## TASK MATERIAL

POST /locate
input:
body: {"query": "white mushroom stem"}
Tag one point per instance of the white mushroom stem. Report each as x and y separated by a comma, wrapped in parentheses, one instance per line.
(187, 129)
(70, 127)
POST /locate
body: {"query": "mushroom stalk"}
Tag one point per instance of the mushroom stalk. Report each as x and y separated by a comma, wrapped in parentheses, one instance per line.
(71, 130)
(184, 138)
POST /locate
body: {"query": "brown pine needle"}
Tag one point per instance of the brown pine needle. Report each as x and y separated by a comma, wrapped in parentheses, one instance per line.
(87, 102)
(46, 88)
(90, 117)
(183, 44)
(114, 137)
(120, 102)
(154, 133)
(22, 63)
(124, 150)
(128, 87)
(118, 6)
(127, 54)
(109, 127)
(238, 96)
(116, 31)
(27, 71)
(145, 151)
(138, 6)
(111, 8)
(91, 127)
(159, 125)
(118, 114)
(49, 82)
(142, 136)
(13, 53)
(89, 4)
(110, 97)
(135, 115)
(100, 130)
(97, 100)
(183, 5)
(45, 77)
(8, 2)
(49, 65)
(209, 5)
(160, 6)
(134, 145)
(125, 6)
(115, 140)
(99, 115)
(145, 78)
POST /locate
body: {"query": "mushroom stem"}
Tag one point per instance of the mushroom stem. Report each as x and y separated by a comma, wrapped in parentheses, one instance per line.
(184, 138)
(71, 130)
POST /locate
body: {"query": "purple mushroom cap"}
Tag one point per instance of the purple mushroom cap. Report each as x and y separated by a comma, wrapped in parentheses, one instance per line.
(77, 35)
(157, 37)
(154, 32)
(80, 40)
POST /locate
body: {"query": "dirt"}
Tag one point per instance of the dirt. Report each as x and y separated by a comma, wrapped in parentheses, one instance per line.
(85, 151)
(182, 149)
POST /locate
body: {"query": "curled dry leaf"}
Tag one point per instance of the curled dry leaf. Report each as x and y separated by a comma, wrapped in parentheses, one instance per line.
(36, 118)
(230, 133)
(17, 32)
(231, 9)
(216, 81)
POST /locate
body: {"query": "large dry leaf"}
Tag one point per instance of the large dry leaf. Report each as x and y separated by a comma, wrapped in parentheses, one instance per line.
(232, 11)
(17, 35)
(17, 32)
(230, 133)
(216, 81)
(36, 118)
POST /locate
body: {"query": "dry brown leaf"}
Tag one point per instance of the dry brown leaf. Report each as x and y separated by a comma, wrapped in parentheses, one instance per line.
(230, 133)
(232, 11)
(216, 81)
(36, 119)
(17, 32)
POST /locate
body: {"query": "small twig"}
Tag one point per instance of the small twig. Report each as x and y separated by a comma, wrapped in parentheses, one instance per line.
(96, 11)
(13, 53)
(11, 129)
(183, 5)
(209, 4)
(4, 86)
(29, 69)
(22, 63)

## GOAL
Reproduce the records above exactly.

## SOLUTION
POST /locate
input:
body: {"query": "white mushroom stem"}
Tag one point per instance of the white mushroom stem. Report each as x and y separated by a comma, wrapped in parentheses, one instance per line.
(187, 129)
(70, 127)
POST /locate
body: {"query": "mushroom stalk"}
Tag one point per instance of the mushroom stalk. Report each as x and y separated by a comma, wrapped in parentheses, one instance per line.
(71, 130)
(184, 138)
POST /locate
body: {"query": "brown pine needle"}
Tag one point per instance of the brown pine needle. Report each as x and y separated by a comma, wrapped in parentheses, one instance per line.
(87, 102)
(46, 88)
(90, 117)
(183, 44)
(114, 137)
(120, 102)
(154, 133)
(22, 63)
(124, 150)
(128, 87)
(118, 6)
(127, 54)
(109, 127)
(238, 96)
(116, 31)
(27, 71)
(145, 151)
(138, 6)
(111, 8)
(91, 127)
(159, 125)
(118, 114)
(49, 82)
(142, 136)
(13, 53)
(89, 4)
(110, 97)
(135, 115)
(100, 130)
(97, 100)
(183, 5)
(45, 77)
(8, 2)
(49, 65)
(209, 5)
(160, 6)
(134, 145)
(125, 6)
(115, 140)
(99, 115)
(145, 78)
POST /locate
body: {"query": "mushroom stem"}
Tag one point per instance of the mushroom stem. Report each as x and y separated by a comma, wrapped in parentheses, one instance per line.
(184, 138)
(71, 130)
POST /locate
body: {"query": "purple mushroom cap"}
Tag one point per instance of the purple mushroom cap. Report each as x and y separated by a comma, wrapped in parentheses, one instance per line.
(77, 35)
(157, 37)
(154, 32)
(80, 40)
POST /locate
body: {"query": "dirt"}
Tag one point per instance of the dirt. Report each as x and y separated by a comma, wrapped in parentheses, one instance per line.
(85, 151)
(182, 149)
POST /locate
body: {"query": "curled dry leaf"}
Tag one point per instance of the curled dry leaf. Report each as x and y separated by a comma, wrapped in parentheses, one instance per line.
(36, 118)
(230, 133)
(17, 32)
(231, 9)
(216, 81)
POST /locate
body: {"query": "large dry leaf"}
Tag one point per instance of the large dry leaf. Report each as x and y separated by a comma, wrapped in parentheses, one instance per line.
(232, 11)
(17, 35)
(17, 32)
(230, 133)
(216, 81)
(36, 118)
POST /locate
body: {"query": "dry brown leaf"}
Tag one point per instance of the dry brown leaf. Report each as x and y separated by a comma, wrapped in parentheses, one instance per line.
(230, 133)
(232, 11)
(216, 81)
(36, 119)
(17, 32)
POST /locate
body: {"query": "small twig"}
Tag one point per instance of the small twig. Report each as x and y separated by a comma, wrapped in parentheses, one instance per line.
(96, 11)
(13, 53)
(11, 129)
(183, 5)
(209, 4)
(4, 86)
(29, 69)
(22, 63)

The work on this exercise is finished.